ESTRATTO FORNITO:
------------------------------
Non solo Vito Lorusso, ma anche altri medici in servizio all’Istituto tumori Giovanni Paolo II avrebbero tenuto comportamenti irregolari nei confronti dei loro pazienti e dell’azienda per cui lavorano.
Situazioni simili a quelle su cui la Procura della Repubblica sta indagando nell’ambito dell’inchiesta che una settimana fa ha fatto finire Lorusso in carcere, con le accuse di concussione e peculato, dopo l’arresto in flagranza da parte della polizia e il 15 ai domiciliari su ordinanza della giudice Rosa Caramia.
Nell’interrogatorio di convalida il medico 69enne, assistito dagli avvocati Gaetano e Luca Castellaneta, ha spiegato che i 200 euro consegnati da un paziente alle 9 del 12 luglio nel suo studio — la cui dazione è stata ripresa dalle telecamere — non erano una mazzetta per agevolarne il percorso terapeutico ma “il regalo di un amico”.
La pm Chiara Giordano lo accusa di 19 episodi ai danni di 16 malati di cancro ed è su questi che oggi la gip lo interrogherà di nuovo. Ma non è detto che il primario risponderà. I fatti contestati si riferiscono al periodo tra il 20 giugno e il 12 luglio scorsi, durante il quale — rimarca l’ordinanza — “non vi è stato neanche un giorno in cui non ha commesso neanche un reato di peculato o concussione”. Per documentarli, la Procura ha prodotto video e intercettazioni ora finite all’esame della difesa. Che sta preparando le sue contromosse e decidendo se sia meglio cercare di spiegare o rimandare i chiarimenti a un momento successivo.
------------------------------
DATI RIPORTATI:
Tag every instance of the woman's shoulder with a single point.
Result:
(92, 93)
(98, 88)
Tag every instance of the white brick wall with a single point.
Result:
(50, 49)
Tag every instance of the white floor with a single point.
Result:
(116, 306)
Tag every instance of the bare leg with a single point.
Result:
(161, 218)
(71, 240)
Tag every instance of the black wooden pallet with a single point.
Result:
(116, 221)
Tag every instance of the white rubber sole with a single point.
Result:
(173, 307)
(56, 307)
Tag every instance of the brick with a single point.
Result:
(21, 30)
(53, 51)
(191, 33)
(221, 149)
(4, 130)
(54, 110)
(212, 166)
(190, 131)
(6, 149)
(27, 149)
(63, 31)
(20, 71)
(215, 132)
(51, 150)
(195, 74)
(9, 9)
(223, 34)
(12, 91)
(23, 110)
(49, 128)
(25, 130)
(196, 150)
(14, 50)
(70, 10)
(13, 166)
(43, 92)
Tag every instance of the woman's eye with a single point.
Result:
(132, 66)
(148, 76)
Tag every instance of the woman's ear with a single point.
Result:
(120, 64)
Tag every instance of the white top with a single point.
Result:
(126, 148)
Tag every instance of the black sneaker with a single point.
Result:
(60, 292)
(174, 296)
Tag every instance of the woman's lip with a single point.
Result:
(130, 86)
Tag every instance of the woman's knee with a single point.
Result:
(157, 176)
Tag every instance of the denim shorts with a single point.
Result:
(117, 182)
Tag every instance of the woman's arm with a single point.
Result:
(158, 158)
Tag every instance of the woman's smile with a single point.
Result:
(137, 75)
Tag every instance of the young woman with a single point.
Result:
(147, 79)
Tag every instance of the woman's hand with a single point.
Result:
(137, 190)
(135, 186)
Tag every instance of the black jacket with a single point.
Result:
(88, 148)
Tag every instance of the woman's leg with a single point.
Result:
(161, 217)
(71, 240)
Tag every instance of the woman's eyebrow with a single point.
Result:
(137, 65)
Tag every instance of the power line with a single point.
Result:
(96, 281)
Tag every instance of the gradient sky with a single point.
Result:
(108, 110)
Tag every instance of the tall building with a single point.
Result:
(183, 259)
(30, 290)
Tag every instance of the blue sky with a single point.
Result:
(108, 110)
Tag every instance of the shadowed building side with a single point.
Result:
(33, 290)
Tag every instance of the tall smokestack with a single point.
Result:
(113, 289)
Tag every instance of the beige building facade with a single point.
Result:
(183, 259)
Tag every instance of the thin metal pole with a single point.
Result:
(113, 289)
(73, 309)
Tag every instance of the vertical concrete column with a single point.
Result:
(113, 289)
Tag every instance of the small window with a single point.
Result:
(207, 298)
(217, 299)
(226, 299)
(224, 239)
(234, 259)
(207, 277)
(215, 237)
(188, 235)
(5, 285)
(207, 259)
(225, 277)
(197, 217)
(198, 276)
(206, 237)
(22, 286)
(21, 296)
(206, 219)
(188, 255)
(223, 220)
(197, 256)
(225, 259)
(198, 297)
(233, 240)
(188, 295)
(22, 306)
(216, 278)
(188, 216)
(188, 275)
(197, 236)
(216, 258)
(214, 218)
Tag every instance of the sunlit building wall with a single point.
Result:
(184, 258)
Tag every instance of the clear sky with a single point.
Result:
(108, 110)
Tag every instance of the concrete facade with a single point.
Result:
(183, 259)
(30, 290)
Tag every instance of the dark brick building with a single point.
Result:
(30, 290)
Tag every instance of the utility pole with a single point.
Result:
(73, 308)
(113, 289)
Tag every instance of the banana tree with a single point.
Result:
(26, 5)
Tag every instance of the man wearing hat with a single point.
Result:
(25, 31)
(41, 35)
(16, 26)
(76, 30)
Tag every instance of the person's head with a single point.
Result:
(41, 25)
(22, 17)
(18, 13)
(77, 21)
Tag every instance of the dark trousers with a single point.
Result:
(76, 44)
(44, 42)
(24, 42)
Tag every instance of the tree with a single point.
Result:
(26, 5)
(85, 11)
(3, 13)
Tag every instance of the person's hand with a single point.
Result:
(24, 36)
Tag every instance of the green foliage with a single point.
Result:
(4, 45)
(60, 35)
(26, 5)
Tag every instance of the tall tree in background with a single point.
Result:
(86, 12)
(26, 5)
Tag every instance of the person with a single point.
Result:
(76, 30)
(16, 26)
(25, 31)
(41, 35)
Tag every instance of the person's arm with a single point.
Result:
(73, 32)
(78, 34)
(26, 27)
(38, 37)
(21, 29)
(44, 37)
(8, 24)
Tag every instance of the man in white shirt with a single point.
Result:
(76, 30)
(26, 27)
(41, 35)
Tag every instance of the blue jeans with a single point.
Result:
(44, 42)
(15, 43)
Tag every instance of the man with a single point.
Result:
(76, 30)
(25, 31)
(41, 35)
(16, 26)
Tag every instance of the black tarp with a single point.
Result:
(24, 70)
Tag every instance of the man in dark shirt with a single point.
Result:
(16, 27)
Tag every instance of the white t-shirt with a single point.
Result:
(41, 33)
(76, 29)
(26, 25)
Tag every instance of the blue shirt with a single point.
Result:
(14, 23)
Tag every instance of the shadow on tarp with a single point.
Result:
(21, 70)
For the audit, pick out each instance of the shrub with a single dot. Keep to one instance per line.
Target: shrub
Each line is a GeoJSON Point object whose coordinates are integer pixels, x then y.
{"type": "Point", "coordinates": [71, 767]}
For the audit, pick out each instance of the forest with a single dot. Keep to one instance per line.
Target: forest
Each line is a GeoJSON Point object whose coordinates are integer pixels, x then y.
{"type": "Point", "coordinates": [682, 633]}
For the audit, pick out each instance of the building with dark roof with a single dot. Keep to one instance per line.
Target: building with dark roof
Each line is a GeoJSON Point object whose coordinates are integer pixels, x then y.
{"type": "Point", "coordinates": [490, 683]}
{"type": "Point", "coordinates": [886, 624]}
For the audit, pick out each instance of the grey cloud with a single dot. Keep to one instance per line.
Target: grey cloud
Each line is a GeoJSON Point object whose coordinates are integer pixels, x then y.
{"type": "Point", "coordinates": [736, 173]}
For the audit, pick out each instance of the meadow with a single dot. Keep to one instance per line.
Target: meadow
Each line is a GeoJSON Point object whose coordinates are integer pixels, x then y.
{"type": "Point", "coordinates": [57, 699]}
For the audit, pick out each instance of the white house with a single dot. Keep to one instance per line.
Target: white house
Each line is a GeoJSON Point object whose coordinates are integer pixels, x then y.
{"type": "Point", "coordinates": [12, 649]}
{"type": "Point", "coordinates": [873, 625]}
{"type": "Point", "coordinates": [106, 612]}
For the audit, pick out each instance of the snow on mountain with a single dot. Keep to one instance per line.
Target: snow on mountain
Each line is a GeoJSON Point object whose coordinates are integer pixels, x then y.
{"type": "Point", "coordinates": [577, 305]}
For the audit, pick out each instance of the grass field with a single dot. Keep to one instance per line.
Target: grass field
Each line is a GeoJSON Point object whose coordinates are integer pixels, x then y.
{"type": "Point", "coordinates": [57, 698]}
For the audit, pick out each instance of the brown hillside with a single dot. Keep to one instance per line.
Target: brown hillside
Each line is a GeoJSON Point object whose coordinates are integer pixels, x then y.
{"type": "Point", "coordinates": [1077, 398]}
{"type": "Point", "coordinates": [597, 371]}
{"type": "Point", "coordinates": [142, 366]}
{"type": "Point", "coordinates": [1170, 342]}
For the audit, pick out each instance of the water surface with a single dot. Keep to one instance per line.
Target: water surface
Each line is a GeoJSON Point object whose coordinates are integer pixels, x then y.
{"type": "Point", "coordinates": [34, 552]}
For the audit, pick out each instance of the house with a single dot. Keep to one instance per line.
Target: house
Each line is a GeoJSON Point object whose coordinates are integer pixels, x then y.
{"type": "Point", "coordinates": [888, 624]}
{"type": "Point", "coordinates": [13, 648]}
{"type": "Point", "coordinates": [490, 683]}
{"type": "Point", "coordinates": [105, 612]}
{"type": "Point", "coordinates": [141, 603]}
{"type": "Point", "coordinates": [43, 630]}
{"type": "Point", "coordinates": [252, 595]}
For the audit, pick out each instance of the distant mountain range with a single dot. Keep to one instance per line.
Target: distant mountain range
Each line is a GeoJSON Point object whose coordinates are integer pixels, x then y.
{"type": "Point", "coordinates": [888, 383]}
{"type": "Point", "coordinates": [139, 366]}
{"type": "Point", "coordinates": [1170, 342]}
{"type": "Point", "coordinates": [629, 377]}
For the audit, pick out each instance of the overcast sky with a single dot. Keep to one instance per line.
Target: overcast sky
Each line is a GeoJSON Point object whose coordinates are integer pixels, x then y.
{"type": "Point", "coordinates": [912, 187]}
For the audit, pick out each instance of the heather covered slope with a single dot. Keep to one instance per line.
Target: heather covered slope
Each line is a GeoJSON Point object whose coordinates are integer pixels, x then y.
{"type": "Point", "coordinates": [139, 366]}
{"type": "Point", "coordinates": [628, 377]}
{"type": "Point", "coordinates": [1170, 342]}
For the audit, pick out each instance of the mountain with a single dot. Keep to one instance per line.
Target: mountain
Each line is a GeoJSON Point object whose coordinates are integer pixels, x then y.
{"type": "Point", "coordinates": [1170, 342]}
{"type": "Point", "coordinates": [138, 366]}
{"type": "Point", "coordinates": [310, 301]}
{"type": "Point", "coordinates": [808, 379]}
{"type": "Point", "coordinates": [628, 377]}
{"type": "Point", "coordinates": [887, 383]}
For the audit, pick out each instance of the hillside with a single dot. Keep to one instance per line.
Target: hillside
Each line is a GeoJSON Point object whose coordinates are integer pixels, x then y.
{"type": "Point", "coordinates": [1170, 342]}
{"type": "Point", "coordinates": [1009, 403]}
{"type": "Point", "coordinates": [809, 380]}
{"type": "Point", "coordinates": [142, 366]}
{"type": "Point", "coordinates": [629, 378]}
------------------------------
COMPITO 1:
Secondo l'articolo sull'inchiesta a carico di Vito Lorusso, di quanti episodi lo accusa la pm Chiara Giordano e ai danni di quanti malati?
COMPITO 2:
Prosegui l'articolo sull'inchiesta a carico di Vito Lorusso dopo l'ultima frase riportata.

RISPOSTA 1:
Di 19 episodi ai danni di 16 malati di cancro.

RISPOSTA 2:
Negli esposti arrivati nei mesi scorsi, alcuni anonimi ma altri con tanto di nomi e cognomi, viene raccontata una realtà molto simile a quella a cui hanno fatto riferimento i numerosi commenti che nei giorni successivi all’arresto del primario hanno fatto da corredo agli articoli in cui si raccontava l’inchiesta. “Ce ne sono altri di medici che fanno questo. Ora è diventato quasi un obbligo se vuoi essere curato”, scrive L.M. “Quando contattai un noto medico mi ricevette alle 9 di domenica e mi disse ‘se avete proprietà preparatevi a venderle’”, aggiunge N.N..
C’è da evidenziare che i pazienti oncologici, avendo codice di esenzione 048, non devono corrispondere nessuna somma. Delle visite, in ogni caso, deve risultare traccia nei database delle aziende sanitarie. Nel caso Lorusso, invece, controlli effettuati dalla polizia giudiziaria sui dati in possesso dell’Oncologico hanno evidenziato come i nomi dei pazienti che gli hanno consegnato denaro non figurano tra quelli che hanno prenotato visite né tramite il Servizio sanitario nazionale né tramite il Cup. “Si tratta quindi di visite private — ha detto la gip — svolte senza alcuna registrazione e contabilizzazione al Cup e dunque senza corrispondere all’ente di appartenenza le quote di spettanza”. In questo si concretizzerebbe di conseguenza il peculato.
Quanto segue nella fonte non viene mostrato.